Tal queja fue hecha por Ezequiel contra los pastores de la antigüedad; y el bendito apóstol Pablo, sabiendo esto, nos ha encargado a cada uno de nosotros por medio de su discípulo, diciendo: "No descuides el don que está en ti, que te fue dado con la imposición de las manos del presbiterio" (1Tm 4,14). Temiendo esto, no quise huir, sino recibir vuestras órdenes, si en verdad esa era la voluntad de vuestra piedad. Pero nunca obtuve lo que tan razonablemente pedí, y ahora soy falsamente acusado ante vos, porque no me resistí a ninguna orden de vuestra piedad; ni ahora intentaré regresar a Alejandría, hasta que vuestra merced lo desee. Esto digo de antemano, para que los calumniadores no vuelvan a usar esto como pretexto para acusarme.

XXVII
La imposibilidad de Atanasio de ir a ver a Constancio

Al observar estas cosas, no me sentencié contra mí mismo, sino que me apresuré a acudir a vuestra merced con esta mi defensa, conociendo vuestra bondad y acordándome de vuestras fieles promesas, y estando seguro de que, como está escrito en los divinos proverbios: "Las palabras justas son aceptables para un rey bondadoso".

* [Material proporcionado]
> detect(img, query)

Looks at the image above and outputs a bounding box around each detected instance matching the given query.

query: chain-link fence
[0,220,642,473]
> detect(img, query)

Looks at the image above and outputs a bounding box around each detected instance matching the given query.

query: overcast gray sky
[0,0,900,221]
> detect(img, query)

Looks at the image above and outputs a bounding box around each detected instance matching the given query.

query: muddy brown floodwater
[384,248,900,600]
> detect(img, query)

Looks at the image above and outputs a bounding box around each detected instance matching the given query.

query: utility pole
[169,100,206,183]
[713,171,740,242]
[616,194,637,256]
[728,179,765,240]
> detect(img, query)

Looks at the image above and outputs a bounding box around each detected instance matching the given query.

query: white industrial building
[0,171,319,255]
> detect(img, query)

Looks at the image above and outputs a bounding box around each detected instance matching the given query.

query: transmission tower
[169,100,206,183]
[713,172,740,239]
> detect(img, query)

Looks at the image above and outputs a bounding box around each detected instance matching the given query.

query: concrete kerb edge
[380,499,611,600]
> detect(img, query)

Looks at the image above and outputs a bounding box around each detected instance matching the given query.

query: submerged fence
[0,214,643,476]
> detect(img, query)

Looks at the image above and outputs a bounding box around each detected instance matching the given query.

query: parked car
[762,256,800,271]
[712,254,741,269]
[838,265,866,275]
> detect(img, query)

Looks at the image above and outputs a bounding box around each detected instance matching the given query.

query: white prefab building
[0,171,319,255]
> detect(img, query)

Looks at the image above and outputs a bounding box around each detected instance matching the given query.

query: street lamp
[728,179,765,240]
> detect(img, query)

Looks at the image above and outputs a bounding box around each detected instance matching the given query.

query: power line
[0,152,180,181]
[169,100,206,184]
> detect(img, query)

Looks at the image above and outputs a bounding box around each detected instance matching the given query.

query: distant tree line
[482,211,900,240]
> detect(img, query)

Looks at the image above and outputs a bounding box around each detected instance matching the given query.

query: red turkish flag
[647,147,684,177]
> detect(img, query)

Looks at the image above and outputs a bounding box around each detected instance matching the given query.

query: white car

* [Tareas del ejercicio]
1. Pasa a una tabla Markdown los registros desde su comienzo hasta la línea que contiene "[0,220,642,473]", incluida esta, sin las líneas en blanco. Usa la columna n para el número de fila y la columna Línea para el texto de cada línea.
2. Continúa el pasaje sobre Atanasio y Constancio a partir de su última oración.
El pasaje y los registros son materiales independientes entre sí.

* [Respuestas]
1.
| n | Línea |
|---|---|
| 1 | > detect(img, query) |
| 2 | Looks at the image above and outputs a bounding box around each detected instance matching the given query. |
| 3 | query: chain-link fence |
| 4 | [0,220,642,473] |

2.
Cuando ya había iniciado mi viaje, y había atravesado el desierto, de repente me llegó una noticia que al principio pensé que era increíble, pero que luego resultó ser cierta. Se rumoreaba por todas partes que Liberio, obispo de Roma, y el gran Osio de España, y Paulino de Galia, y Dionisio y Eusebio de Italia, y Lucifer de Cerdeña, y algunos otros obispos, presbíteros y diáconos, habían sido desterrados, porque se negaron a suscribir mi condena. Éstos habían sido desterrados, y Vicente de Capua, y Fortunato de Aquilea, y Heremio de Tesalónica, y todos los obispos de Occidente, fueron tratados con una fuerza extraordinaria. Más aún, sufrieron una violencia extrema y graves injurias, hasta que pudieron ser inducidos a prometer que no se comunicarían conmigo.

Mientras estaba asombrado y perplejo por estas noticias, he aquí que me llegó otra noticia, con respecto a los de Egipto y Libia, de que casi noventa obispos habían sido perseguidos y que sus iglesias habían sido entregadas a los profesores del arrianismo; que dieciséis habían sido desterrados, y del resto, algunos habían huido, y otros se vieron obligados a disimular. Porque se decía que la persecución era tan violenta en esas partes, que en Alejandría, mientras los hermanos estaban rezando durante la Pascua y los días del Señor en un lugar desierto cerca del cementerio, el general los atacó con una fuerza de soldados, más de 3.000 en número, con armas, espadas desenvainadas y lanzas.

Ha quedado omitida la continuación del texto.